*Data to use*.
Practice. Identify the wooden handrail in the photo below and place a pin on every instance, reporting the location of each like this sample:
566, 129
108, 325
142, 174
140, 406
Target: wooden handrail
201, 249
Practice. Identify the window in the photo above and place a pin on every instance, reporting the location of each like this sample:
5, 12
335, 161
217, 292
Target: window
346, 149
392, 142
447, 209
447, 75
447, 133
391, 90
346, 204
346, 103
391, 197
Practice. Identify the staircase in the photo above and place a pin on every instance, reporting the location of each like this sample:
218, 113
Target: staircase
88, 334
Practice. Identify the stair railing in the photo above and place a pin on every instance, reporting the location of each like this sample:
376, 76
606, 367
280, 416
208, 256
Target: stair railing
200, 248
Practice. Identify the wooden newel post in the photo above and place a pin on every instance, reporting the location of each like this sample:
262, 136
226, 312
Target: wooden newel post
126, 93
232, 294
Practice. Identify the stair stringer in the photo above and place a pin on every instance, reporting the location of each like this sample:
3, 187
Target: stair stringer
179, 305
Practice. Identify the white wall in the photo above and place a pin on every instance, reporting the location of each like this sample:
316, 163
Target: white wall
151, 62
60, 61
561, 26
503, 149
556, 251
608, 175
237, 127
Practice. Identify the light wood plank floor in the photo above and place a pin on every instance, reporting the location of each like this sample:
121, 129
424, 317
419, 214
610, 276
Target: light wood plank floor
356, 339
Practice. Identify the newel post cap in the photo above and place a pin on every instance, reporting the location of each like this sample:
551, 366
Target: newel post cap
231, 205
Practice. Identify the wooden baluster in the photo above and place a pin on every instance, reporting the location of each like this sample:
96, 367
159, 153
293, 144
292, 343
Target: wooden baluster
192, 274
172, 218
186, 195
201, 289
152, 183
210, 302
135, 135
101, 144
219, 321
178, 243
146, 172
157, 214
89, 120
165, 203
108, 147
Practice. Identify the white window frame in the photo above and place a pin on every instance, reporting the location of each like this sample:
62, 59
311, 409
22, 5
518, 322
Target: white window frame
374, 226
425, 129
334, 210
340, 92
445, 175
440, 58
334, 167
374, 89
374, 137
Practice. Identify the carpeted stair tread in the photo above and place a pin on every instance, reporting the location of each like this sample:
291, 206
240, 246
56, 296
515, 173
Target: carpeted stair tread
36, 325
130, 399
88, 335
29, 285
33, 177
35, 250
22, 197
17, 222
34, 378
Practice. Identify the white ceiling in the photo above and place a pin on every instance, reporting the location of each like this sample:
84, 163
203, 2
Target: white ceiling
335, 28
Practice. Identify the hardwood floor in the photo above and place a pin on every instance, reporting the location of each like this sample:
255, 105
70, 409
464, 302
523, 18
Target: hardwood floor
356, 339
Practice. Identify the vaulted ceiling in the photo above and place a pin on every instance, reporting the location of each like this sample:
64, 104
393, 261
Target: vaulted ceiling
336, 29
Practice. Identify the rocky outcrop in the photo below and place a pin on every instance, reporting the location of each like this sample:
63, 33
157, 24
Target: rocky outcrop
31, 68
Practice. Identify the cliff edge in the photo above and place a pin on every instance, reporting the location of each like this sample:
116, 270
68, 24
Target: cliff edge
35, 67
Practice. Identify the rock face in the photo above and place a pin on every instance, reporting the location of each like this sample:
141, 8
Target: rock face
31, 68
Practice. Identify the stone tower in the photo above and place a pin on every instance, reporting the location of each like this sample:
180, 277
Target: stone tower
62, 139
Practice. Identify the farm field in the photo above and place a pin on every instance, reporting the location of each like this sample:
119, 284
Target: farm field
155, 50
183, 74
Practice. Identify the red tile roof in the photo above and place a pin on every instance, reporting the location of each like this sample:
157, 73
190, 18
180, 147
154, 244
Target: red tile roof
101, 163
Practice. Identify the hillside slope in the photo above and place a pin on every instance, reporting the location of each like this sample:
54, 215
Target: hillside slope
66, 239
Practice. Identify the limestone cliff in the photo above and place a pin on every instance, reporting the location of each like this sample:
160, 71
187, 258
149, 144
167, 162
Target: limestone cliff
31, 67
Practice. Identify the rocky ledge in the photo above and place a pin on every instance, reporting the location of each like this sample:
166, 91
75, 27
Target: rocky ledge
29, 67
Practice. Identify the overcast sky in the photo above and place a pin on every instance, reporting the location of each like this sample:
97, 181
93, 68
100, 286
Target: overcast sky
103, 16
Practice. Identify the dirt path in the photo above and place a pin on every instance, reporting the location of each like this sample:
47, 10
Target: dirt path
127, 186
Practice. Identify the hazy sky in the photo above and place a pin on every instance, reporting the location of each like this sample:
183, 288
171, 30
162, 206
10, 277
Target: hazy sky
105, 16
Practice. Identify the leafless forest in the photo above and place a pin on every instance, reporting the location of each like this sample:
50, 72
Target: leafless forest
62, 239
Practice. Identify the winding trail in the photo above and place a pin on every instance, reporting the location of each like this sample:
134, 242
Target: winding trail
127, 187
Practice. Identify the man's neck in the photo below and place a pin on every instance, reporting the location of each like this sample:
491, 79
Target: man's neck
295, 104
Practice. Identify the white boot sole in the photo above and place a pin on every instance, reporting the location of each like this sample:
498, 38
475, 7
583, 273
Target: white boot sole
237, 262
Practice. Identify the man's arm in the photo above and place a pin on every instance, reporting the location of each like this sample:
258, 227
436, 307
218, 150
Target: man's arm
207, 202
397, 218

*Work to do*. Only those lines running from the one containing "Practice. Identify the hazy" through the last line of the data above are to be copied, exactly, with both ends included.

*Solution*.
Practice. Identify the hazy sky in the photo above and place a pin on every instance, reporting the location of each like this sample:
183, 288
171, 30
162, 206
10, 277
Target: hazy sky
105, 16
Practice. Identify the leafless forest in the photo above and place a pin on every instance, reporting the location of each like this sample:
50, 72
Target: leafless forest
62, 239
Practice. Identify the winding trail in the photo above and place a pin on every instance, reporting the location of each like this sample:
134, 242
Target: winding trail
127, 187
Practice. Identify the man's neck in the photo below and place a pin on every instance, reporting the location of each like this sample:
491, 79
Target: man's neck
295, 104
Practice. Identify the white boot sole in the photo above and place a pin on every instance, reporting the location of each like this sample:
498, 38
475, 7
583, 273
Target: white boot sole
237, 262
Practice. Identify the man's arm in the photo above and place a pin on every instance, reporting the location of each like this sample:
258, 227
436, 307
218, 150
Target: man's arm
207, 202
397, 218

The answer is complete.